Extract:
CLIP attention mask

I would like to understand why masking is used in the text encoder. This doesn't seem necessary for CLIP since it does not perform an autoregressive task. Maybe my understanding is incomplete. The relevant code is located at line 286 in model.py.

Mar 11 '25 04:03 ZOUHAN1

What up @ZOUHAN1. The paper released with the repo mentions on page five that "Masked self-attention was used in the text encoder to preserve the ability to initialize with a pre-trained language model or add language modeling as an auxiliary objective...". From what I'm hearing, the authors implemented masked attention just in case they wanted to experiment with using pre-trained models down the line.

To do: Write the next part of the forum thread on the attention mask in CLIP's text encoder, beginning immediately after its last sentence.

Given information:
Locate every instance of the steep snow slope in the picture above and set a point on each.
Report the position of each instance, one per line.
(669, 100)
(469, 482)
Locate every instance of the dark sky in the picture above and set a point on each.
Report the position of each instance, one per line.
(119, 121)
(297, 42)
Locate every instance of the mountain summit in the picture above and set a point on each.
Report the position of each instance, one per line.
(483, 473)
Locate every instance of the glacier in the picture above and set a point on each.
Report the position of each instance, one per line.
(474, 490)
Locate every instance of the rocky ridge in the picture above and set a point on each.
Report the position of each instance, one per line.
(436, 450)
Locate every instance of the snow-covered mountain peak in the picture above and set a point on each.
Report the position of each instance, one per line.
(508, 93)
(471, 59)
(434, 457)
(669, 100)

--

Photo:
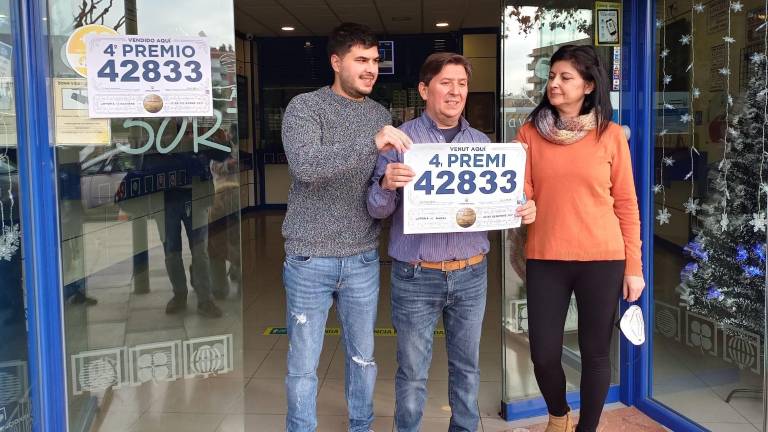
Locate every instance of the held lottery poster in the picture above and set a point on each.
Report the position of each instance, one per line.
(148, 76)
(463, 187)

Answer below:
Apr 03 '25 05:04 wadkisson

Hi @ZOUHAN1, even though its not an AR task, masking is still needed to mask the PAD tokens or the tokens that correspond to id = 0. If masking was not used, the text encoder will attend to the PAD tokens (or tokens with id=0) and it has no meaning whatsoever.

Now you may ask, why there are PAD tokens in the first place? Its because the text encoder expects a fixed sequence length of 77 tokens in CLIP. If there aren't enough real tokens to reach the length 77, it will simply add these PAD tokens.

This is true for any kind of text transformers, not just CLIP. I hope it answers your question.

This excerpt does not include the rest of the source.